GIVEN PASSAGE —
◆ ◆ ◆ ◆ ◆ ◆ ◆

INTERVIEW: MATT FLINT LORD OF THE DANCE4th March 2013
Matt Flint is the UK’s favourite dancer. He won the second and last series of the BBC’s So You Think You Can Dance programme, wowing millions of viewers and the judges with his Billy Elliot inspired story. This month, Matt will be hosting at the ‘Move It’ event at London Olympia between the 8th and 10th of March, so you had better get your ballet pumps on now if you want to meet him in person.
TGUK: So! Where are you from, Matt?
Matt: I’m from Scarborough in Yorkshire (laughing) but it feels like I’m from London. I’ve lived here more than I lived in Scarborough now. I moved to London when I was 16, I’m 31 now so I’m getting to the halfway point
TGUK: Oh my goodness me! So where did you train?
Matt: I went to a college called Lane Theatre Arts. It’s a theatre college and I went there at 16 getting ready to face the Big Bad World.
TGUK: So what was your first dance job?
Matt: Well whilst at Lanes I dabbled in some things, but my biggest gig when I left was when I went on tour with ‘Disney’s Beauty and the Beast’. For their UK tour. I was a spatula in that.
TGUK: That’s terribly camp! Undoubtedly that’s a defining moment in your career?
Matt: (laughs) Yes! Oh God, some of them you try and forget about. I’ve had more than a few of them in my life, definitely. Well you just find yourself in a costume, you’re like “What am I doing?” I mean I remember once about 8 years ago I was out of work and I was doing a little promotion gig as a banana, I thought what the f**k am I doing (laughing)
Being dressed as a banana was a low point, but luckily a lot of my jobs have been quite high profile. I’ve been lucky
TGUK: Yeah, any major choreographers that you’d like to work with, or any individuals or troops in particular?
Matt: I’ve worked with most of them, actually one who I’ve not worked with Wade Robson, He’s an American, he’s based in L.A and he’s brilliant! I’ve worked a lot with Matthew Born quite a lot; we worked on “The Nutcracker” and a couple of other shows. I toured America, Asia and Australia with him for a year and a half
TGUK: How does it feel to be Britain’s favourite dancer? It’s a bit of a mantle isn’t it?
Matt: It’s a funny feeling actually. I’m gutted that it’s over. But then having the titles to keep forever is kind of cool.
TGUK: Nobody is going to steal your crown! Was it a good experience though
Matt: That process was just phenomenal to be honest as a dancer there’s no other thing in the world where you get challenged, quite as much. The pressure is really on. To be put on that kind of platform, to be tested like that you can’t beat it really. I mean it’s a bit of a phenomenon really when you’ve got these reality TV shows because it’s an instant gauge. You can see what the audience are thinking of you instantly, not only are they voting for you but like if you go onto Twitter or something like that immediately after you can see what they were saying.
TGUK – Did that kind of surprise you, or shock you? Or were you kind of prepared for that?

◆ ◆ ◆ ◆ ◆ ◆ ◆

STATED EXERCISE A — Recast the lines of the listing, starting with the line with "Expected: for every instance of the window, the" and going on through the line with "[[526, 400]]", as a JSON list of strings with one string per line and blank lines omitted.
The interview and the listing come from separate sources.

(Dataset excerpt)

◆ ◆ ◆ ◆ ◆ ◆ ◆

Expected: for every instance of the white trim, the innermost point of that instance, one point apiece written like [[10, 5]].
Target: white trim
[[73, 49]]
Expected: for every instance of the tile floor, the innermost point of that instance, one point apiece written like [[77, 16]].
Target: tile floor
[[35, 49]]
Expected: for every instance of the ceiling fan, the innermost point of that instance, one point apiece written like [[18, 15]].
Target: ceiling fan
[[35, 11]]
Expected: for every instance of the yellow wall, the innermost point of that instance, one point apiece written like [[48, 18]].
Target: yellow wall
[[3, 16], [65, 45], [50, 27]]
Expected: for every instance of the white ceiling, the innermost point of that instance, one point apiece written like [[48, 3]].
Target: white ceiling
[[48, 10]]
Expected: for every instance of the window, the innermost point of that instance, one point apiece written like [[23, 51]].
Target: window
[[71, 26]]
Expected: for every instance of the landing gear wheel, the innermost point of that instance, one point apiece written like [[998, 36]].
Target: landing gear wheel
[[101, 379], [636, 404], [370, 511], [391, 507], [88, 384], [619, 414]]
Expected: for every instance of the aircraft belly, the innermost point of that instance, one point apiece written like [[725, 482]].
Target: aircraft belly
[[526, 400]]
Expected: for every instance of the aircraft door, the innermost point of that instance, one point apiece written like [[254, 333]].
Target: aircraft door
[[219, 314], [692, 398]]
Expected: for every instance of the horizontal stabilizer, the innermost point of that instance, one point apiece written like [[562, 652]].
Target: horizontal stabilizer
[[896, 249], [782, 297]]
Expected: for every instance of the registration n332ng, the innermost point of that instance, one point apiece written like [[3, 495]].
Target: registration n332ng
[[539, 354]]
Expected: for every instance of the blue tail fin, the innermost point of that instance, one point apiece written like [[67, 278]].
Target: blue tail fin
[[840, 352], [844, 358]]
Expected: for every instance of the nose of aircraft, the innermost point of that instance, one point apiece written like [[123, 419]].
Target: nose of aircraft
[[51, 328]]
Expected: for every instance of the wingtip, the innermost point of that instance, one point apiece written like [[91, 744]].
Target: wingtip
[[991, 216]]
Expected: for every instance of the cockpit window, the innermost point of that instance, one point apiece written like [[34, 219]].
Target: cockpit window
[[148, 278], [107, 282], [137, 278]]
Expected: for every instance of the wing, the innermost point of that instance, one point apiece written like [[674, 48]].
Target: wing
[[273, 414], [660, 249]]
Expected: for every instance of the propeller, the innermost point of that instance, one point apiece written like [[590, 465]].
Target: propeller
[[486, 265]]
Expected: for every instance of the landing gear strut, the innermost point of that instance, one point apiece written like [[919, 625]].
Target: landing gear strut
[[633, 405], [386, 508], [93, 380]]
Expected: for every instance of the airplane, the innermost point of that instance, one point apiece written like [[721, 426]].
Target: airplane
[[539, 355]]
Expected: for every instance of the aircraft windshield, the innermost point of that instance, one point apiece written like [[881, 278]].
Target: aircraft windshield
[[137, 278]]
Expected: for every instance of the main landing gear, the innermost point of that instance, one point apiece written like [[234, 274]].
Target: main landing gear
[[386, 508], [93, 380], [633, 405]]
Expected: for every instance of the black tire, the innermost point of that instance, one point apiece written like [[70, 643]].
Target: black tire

◆ ◆ ◆ ◆ ◆ ◆ ◆

STATED EXERCISE B — Using the Matt Flint interview, state whether each statement agrees with it, giving yes or no and the deciding words quoted from the interview: (i) Matt moved to London at age 16; (ii) Matt has worked with Wade Robson; (iii) Matt played a candlestick on the UK tour of 'Disney's Beauty and the Beast'.

EXPECTED OUTPUT A —
[
  "Expected: for every instance of the window, the innermost point of that instance, one point apiece written like [[23, 51]].",
  "Target: window",
  "[[71, 26]]",
  "Expected: for every instance of the landing gear wheel, the innermost point of that instance, one point apiece written like [[998, 36]].",
  "Target: landing gear wheel",
  "[[101, 379], [636, 404], [370, 511], [391, 507], [88, 384], [619, 414]]",
  "Expected: for every instance of the aircraft belly, the innermost point of that instance, one point apiece written like [[725, 482]].",
  "Target: aircraft belly",
  "[[526, 400]]"
]

EXPECTED OUTPUT B —
(i) Yes: "I moved to London when I was 16"
(ii) No: "one who I’ve not worked with Wade Robson"
(iii) No: "I was a spatula in that."